- **PROBLEM TO WORK ON**
The lines to extract start at the one containing "Each instance of the reflection" and end with the last line; give them exactly and nothing more.

- **ENTRIES SHOWN**

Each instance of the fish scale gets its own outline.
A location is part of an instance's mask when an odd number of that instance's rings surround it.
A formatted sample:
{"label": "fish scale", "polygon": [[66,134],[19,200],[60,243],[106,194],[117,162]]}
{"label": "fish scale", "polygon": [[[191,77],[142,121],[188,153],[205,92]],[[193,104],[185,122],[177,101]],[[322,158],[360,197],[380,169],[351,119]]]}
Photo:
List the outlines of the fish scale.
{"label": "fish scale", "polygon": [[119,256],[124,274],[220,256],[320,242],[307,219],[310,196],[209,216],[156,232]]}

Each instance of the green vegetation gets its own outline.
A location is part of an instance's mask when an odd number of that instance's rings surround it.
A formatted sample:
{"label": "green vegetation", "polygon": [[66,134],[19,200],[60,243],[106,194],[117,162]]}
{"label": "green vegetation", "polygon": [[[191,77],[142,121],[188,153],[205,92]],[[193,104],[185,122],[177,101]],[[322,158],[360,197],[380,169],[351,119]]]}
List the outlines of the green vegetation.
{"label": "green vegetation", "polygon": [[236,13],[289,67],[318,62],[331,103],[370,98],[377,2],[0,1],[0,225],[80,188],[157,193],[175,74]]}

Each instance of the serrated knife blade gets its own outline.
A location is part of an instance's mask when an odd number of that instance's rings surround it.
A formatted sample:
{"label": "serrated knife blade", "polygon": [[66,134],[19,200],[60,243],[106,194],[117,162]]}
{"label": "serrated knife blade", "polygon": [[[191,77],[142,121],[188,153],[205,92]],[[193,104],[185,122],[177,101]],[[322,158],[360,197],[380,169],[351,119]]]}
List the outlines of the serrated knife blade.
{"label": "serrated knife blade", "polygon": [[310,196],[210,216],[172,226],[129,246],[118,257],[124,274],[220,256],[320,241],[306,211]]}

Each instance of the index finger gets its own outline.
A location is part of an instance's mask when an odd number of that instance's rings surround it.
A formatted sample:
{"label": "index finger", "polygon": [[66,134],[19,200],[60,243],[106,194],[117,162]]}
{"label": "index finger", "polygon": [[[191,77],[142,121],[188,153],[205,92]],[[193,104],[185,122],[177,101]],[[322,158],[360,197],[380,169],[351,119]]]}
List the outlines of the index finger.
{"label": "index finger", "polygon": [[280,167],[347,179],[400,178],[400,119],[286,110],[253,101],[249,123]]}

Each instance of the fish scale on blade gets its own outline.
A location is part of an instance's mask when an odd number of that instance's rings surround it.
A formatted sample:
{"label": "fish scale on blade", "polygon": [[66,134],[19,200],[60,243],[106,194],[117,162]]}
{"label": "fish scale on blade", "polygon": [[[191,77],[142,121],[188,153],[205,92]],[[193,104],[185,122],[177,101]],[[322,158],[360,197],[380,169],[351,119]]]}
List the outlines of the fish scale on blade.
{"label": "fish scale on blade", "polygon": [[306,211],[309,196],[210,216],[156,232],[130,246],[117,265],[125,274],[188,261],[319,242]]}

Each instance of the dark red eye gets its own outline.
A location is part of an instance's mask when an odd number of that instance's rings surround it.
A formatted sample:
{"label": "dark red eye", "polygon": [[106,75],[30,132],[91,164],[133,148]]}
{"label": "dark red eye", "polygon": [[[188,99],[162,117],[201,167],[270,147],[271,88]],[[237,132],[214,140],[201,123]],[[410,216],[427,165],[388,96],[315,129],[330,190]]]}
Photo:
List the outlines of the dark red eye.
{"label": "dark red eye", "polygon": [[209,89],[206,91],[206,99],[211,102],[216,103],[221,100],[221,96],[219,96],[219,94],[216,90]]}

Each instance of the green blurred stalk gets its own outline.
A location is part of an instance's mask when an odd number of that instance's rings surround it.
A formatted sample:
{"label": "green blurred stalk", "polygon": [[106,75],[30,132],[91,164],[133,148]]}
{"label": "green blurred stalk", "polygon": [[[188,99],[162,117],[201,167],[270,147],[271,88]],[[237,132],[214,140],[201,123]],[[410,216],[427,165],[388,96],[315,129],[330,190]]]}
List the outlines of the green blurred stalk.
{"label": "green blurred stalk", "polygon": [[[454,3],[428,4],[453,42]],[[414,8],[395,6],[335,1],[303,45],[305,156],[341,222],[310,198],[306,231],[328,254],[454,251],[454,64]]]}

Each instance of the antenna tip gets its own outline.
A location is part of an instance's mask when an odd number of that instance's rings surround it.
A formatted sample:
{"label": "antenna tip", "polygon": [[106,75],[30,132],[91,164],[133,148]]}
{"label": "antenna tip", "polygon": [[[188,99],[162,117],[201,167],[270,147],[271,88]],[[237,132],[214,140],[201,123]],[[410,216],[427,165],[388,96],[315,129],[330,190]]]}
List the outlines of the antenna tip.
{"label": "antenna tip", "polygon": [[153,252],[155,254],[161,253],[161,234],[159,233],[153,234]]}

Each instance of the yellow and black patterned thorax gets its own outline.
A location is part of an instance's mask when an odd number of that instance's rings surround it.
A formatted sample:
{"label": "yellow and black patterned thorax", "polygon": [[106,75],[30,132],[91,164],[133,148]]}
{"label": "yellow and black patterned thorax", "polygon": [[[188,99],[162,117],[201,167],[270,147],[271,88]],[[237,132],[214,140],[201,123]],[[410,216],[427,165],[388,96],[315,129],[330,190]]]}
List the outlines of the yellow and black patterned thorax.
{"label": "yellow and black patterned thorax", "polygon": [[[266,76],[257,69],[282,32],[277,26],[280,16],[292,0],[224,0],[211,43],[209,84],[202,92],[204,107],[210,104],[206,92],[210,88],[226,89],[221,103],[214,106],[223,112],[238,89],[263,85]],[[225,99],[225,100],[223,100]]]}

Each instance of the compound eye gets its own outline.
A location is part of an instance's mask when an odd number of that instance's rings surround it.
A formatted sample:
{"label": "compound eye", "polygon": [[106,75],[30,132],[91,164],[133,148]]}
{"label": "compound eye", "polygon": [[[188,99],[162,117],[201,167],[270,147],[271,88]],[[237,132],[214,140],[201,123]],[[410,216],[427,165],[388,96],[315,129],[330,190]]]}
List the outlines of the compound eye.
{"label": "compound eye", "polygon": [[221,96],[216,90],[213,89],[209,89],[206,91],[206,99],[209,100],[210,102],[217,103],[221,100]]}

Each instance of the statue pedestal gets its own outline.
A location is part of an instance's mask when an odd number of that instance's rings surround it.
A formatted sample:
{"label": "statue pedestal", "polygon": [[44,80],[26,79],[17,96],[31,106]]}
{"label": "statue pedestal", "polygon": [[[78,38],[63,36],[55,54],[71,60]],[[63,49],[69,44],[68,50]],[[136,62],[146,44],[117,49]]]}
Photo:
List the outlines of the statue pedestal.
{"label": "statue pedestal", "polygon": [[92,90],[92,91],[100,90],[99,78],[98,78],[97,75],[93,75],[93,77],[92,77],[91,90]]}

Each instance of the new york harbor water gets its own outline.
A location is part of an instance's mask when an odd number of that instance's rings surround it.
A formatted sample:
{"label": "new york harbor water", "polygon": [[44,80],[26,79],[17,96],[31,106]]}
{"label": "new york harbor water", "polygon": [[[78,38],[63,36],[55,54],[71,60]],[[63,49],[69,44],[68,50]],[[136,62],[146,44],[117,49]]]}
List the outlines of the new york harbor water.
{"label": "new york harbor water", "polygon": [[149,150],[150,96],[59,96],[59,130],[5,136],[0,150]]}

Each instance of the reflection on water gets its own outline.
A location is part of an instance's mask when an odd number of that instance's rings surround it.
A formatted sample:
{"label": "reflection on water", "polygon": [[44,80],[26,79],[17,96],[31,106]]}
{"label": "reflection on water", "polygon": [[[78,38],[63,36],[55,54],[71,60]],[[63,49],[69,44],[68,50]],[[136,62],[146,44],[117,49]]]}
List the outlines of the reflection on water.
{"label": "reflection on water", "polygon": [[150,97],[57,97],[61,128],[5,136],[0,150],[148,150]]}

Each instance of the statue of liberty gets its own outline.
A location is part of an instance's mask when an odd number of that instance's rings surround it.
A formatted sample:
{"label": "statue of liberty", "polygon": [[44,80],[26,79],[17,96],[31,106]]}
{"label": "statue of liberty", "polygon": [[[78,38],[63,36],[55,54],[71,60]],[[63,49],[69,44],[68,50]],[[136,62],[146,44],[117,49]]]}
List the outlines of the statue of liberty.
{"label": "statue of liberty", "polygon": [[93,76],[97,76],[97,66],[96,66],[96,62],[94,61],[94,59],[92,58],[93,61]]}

- **THE RESULT**
Each instance of the reflection on water gets its own outline.
A location is part of an instance's mask when an odd number of that instance's rings surround it.
A formatted sample:
{"label": "reflection on water", "polygon": [[44,80],[26,79],[17,96],[31,106]]}
{"label": "reflection on water", "polygon": [[[78,38],[63,36],[55,54],[71,60]],[[63,49],[69,44],[68,50]],[[136,62],[146,44],[117,49]]]}
List the outlines of the reflection on water.
{"label": "reflection on water", "polygon": [[150,97],[57,97],[61,128],[5,136],[0,150],[148,150]]}

Each instance of the statue of liberty gets its own outline.
A location is part of an instance's mask when an odd number of that instance's rings surround it.
A formatted sample:
{"label": "statue of liberty", "polygon": [[44,80],[26,79],[17,96],[31,106]]}
{"label": "statue of liberty", "polygon": [[[78,38],[63,36],[55,54],[71,60]],[[63,49],[69,44],[68,50]],[[136,62],[146,44],[117,49]]]}
List the outlines of the statue of liberty.
{"label": "statue of liberty", "polygon": [[93,76],[97,76],[97,66],[96,66],[96,62],[94,61],[94,59],[92,58],[93,61]]}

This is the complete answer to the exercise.